» **STATED EXERCISE**:
Everything in the data should be repeated exactly, save for the images.
<<<<
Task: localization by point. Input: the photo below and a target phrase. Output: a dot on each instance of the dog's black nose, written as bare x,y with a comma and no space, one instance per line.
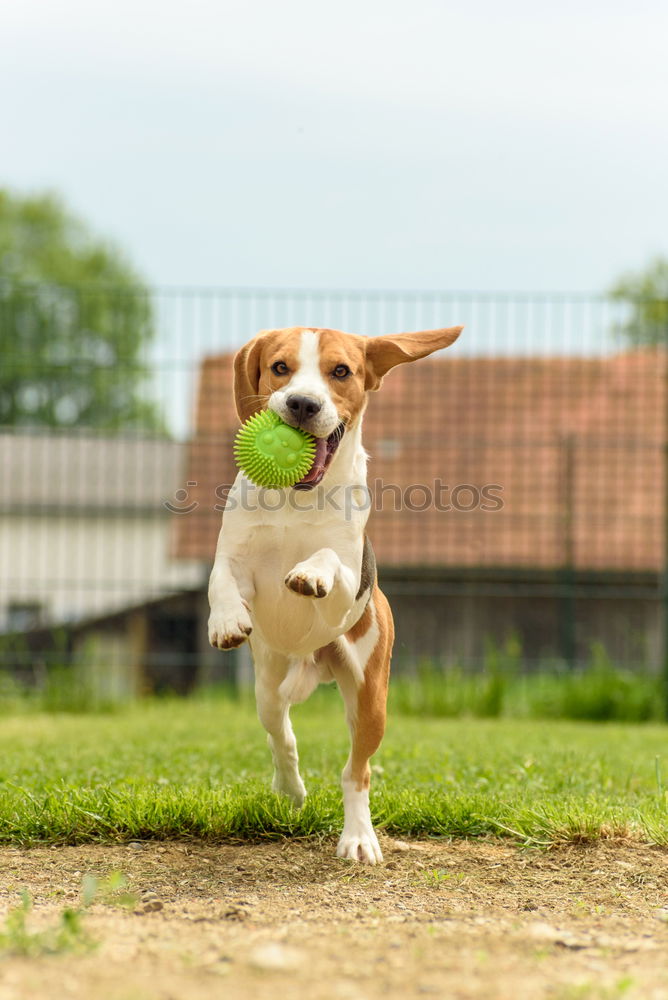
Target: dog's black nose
303,407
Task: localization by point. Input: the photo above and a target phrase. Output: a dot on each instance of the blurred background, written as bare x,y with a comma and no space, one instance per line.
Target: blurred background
175,178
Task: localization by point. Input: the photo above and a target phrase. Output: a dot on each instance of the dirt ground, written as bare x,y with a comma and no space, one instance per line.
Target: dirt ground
460,920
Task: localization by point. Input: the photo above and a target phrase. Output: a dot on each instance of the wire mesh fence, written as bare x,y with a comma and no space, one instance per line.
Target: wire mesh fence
517,480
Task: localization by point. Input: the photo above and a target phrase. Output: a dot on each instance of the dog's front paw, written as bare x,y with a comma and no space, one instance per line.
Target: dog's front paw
360,844
309,581
227,630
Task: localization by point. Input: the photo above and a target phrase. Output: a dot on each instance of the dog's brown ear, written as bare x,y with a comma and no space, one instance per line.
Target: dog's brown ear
383,353
247,378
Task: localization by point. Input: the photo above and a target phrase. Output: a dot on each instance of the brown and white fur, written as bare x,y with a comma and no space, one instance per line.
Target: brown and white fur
296,577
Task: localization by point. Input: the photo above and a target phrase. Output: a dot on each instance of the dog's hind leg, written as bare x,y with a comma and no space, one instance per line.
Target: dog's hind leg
361,667
273,709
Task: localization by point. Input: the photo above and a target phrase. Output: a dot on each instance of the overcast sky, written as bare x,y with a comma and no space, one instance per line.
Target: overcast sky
422,144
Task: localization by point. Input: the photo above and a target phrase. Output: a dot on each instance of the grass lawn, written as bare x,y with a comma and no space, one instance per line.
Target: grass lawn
201,768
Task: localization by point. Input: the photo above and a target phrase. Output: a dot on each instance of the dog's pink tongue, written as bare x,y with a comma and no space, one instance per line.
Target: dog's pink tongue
318,461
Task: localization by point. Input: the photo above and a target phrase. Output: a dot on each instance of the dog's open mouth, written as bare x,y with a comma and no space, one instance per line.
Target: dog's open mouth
325,449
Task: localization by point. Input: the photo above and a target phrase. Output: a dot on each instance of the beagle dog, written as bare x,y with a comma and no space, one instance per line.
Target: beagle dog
294,572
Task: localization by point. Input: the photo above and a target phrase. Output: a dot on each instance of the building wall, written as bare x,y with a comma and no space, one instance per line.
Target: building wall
89,564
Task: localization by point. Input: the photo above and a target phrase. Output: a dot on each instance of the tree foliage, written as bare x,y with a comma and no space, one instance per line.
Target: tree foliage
646,292
75,323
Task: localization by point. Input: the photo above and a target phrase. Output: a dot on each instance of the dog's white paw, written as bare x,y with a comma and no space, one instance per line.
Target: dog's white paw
309,580
360,844
229,629
290,785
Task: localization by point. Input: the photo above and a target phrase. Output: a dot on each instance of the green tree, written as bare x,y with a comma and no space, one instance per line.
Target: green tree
75,322
646,292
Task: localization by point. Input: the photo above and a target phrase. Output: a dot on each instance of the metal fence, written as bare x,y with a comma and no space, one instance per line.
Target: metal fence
518,478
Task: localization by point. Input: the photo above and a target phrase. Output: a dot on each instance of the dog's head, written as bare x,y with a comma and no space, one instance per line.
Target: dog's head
318,379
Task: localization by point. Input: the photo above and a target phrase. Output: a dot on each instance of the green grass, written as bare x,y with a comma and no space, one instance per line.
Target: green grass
200,768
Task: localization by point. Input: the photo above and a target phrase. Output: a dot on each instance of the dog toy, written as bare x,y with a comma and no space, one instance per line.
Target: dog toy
273,454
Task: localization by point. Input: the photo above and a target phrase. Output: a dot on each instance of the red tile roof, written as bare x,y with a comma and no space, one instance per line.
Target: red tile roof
575,444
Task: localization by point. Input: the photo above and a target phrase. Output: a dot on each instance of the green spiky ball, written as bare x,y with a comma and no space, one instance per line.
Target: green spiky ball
271,453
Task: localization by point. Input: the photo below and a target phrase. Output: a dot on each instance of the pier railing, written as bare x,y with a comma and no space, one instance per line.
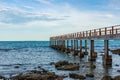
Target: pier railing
107,31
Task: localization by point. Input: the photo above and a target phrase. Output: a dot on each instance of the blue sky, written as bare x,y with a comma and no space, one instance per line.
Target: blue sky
40,19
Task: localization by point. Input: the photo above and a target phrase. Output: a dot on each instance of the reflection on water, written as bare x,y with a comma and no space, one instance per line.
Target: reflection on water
17,57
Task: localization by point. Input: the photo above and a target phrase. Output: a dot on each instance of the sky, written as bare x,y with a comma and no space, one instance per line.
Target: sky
36,20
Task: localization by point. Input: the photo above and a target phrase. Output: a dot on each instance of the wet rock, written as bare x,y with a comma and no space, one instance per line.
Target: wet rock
118,70
101,54
107,78
38,75
63,65
90,75
117,51
92,66
16,66
2,78
69,67
76,76
116,65
116,77
52,63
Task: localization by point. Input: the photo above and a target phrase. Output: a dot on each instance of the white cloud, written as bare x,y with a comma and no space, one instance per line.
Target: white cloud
114,4
44,1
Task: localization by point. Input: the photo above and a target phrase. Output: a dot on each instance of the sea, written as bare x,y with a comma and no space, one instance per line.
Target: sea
20,56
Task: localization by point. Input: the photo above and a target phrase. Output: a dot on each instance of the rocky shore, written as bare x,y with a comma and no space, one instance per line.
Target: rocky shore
116,51
43,74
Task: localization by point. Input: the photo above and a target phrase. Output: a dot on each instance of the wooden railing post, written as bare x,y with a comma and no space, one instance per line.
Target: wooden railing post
112,30
90,33
105,31
99,32
116,31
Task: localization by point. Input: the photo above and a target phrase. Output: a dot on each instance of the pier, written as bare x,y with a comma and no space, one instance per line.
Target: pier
72,43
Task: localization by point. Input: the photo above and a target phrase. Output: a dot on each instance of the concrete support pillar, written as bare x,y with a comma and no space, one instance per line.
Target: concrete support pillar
93,55
80,46
81,54
67,44
72,45
67,47
75,47
107,59
86,47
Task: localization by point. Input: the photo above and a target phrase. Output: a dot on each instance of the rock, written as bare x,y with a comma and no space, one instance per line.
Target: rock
63,65
116,65
116,77
101,54
52,63
16,67
107,78
76,76
90,75
92,66
118,70
117,51
37,75
69,67
2,78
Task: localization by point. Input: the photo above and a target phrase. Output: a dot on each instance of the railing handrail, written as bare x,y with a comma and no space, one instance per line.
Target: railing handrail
90,33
>>>>
» **RESULT FOR THIS TASK**:
Task: localization by point. Input: the photo below and a target phrase. Output: a dot on each instance of the dog's black nose, written as bare x,y with a comma and no space, one instance per line.
Target: dog's black nose
303,407
Task: localization by point. Input: the photo above and a target phrase. Output: a dot on each instance of the blurred background, written as bare x,y with a comma and no space, one instance per line.
Target: blurred background
175,178
Task: localization by point. Input: the photo above and a target phrase. Output: a dot on each instance of the dirt ground, written as bare x,y with a comma and no space, one instance per line.
Target: dirt ground
460,920
Task: localization by point. Input: the photo above and a target phrase. Output: a dot on each instance of the wire mesh fence, written as bare x,y with a comma and no space, one instance per line.
Target: wire mesh fence
517,480
Task: localization by point. Input: the photo above and a target phrase. Output: a dot on each instance of the dog's front paw, written as bare x,y with a comma and no space, one instance per line.
Target: dog's front paw
360,844
309,581
227,630
Task: localization by point. Input: the photo above and a target phrase. Output: a dot on each instance of the dog's brown ear, written as bare x,y with a comma and no space, one instance per line.
Target: dog's brown ear
383,353
247,378
Task: localization by point. Input: the photo above and a target phrase. Output: a dot on each instance of the brown and white fur, written as bare x,y with a comma and no space, one instance per line.
Target: brown and white fur
296,577
Task: localization by point. Input: the photo above and a target phrase. Output: a dot on each instance of the dog's hind leg, written as bare x,y with a comma and no space, one instance per line.
Target: dog's hind leg
361,667
273,709
Task: localization by point. Input: the photo above and a target phrase. Output: a dot on each instance of the overcast sky, written as bare x,y with a comma and no space, one instance per line.
Target: overcast sky
422,144
Task: localization by point. Input: the photo above and a target phrase. Output: a dot on each instance of the grass lawn, written as bare x,y with a comma and no space, one instance per line.
Target: grass lawn
201,768
Task: localization by point. Input: the photo above and a target phrase. Output: a dot on each instance of the dog's pink tongue, written as bare x,y with a comma and no space, one instance per line.
Target: dog's pink tongue
318,461
Task: localization by point. Input: the photo above and a target phrase. Output: a dot on each instance of the dog's open mouth, written as bare x,y with a comma and no space, one instance per line.
Target: dog's open mouth
325,449
Task: localization by point. Input: the photo above and a target phrase. Output: a dot on each instance of the beagle dog, written as bare x,y with a comma and no space, one instance per line.
Target: beagle dog
294,572
Task: localization by point. Input: the photo above and a target phrase. Output: a dot on each instance of the building wall, written as bare x,y with a comma and no space, one instance per line.
Target: building wall
89,564
Task: localization by point. Input: the photo above and a target phrase. Output: a dot on each instance of the tree foliage, written as bare x,y with a comma and no space, one instance per line.
Target: tree foliage
646,292
75,323
Task: localization by point. Input: the photo above and a target phrase. Output: a dot on each instance of the dog's white paw, written as bare x,y with a comma and no space, one instance per line.
Target: dog's white paw
309,580
360,844
229,629
290,785
Task: localization by point. Input: the photo above and a target phrase. Output: a dot on each instance of the green tree, written as bare x,y with a comma and no space, one instance per line.
Target: green tree
75,322
646,292
Task: localization by point. Input: the photo above and a target phrase. Output: a dot on each instance of the metal fence, written as bare x,y with a comma and no space, one instance per line.
Target: metal fence
518,478
Task: localization by point. Input: the photo above and a target phrase. Output: a dot on each instance of the dog's head, written as bare x,y with a comma and no space, one instance per line.
Target: dog's head
318,379
Task: localization by point. Input: the photo above and a target phrase. Output: a dot on each instance of the green grass, written as bare x,y with a comma and no space, one instance per line.
Target: green grass
200,768
Task: localization by point. Input: the photo above and a target phrase. Output: a dot on each instance of the dog toy, written as bare x,y with a comma and no space, one instance per line.
Target: dog toy
273,454
Task: localization by point. Input: the photo above and a target phrase. Output: a dot on each instance of the red tile roof, written as bare x,y with a comma and no space, one instance per line.
Target: red tile roof
575,444
Task: localization by point. Input: the photo above and a target phrase. Output: a dot on each instance of the green spiky ball, written as bare x,y with a comma and no space, one instance per line.
Target: green spiky ball
271,453
Task: localization by point. Input: the photo below and a target phrase. Output: a dot on each instance of the pier railing, written as bare x,y with a comma and no space, one instance per line.
Target: pier railing
107,31
Task: localization by point. Input: the photo above and a target phrase. Output: a dot on each instance of the blue sky, written as bare x,y with a comma and no space, one instance per line.
Target: blue sky
40,19
Task: localization by point. Input: the photo above and a target phrase. Output: a dot on each instance of the reflection on water, written as bare x,y with a comma and no space, one instance per line.
Target: reflection on water
17,57
Task: localization by point. Input: the photo above and a target phrase. Output: a dot on each instance of the sky, written as bare x,y with a comma and no space, one instance per line.
Target: sky
36,20
Task: localization by point. Input: the photo above and a target phrase. Output: a dot on each instance of the wet rock, written as bare x,y with a comma and no space, one instance per line.
Target: wet rock
118,70
101,54
107,78
38,75
63,65
90,75
117,51
92,66
16,66
2,78
69,67
76,76
116,65
116,77
52,63
Task: localization by point. Input: the photo above and a target phrase. Output: a dot on each instance of the white cloud, written as bare x,y with a comma and no space, one instance per line.
Target: white cloud
114,4
44,1
Task: localization by point. Input: the photo above and a target phrase. Output: a dot on each instance of the sea, written as bare x,y with a comma and no space, one instance per line.
Target: sea
20,56
Task: localization by point. Input: the photo above and a target phrase. Output: a dot on each instance of the rocky shore, written as bare x,y with a comma and no space, one instance per line.
Target: rocky shore
116,51
43,74
Task: localization by point. Input: the photo above and a target phrase. Output: a dot on each instance of the wooden railing post, written as bare x,y with a comma and no space, one instance per line.
Target: wooden railing post
112,30
90,33
105,31
99,32
116,31
Task: localization by point. Input: the photo above and a target phrase. Output: a dot on each instance of the pier, written as bare x,y with a comma and no space, one instance per line.
Target: pier
72,43
Task: localization by point. Input: the photo above and a target phrase. Output: a dot on each instance of the concrete support pillar, written as bare x,y with a comma and no space, one instance per line.
Target: concrete support pillar
93,55
80,46
81,54
67,44
72,45
67,47
75,47
107,59
86,47
Task: localization by point. Input: the photo above and a target phrase. Output: a dot on each instance of the rock, written as bare x,y with a comma and no space, one instance per line.
Target: rock
63,65
116,65
116,77
101,54
52,63
16,67
107,78
76,76
90,75
92,66
118,70
117,51
37,75
69,67
2,78
Task: localization by point. Input: the photo above and a target phrase. Output: a dot on each instance of the railing handrail, written as bare x,y with a comma and no space, one instance per line.
Target: railing handrail
90,33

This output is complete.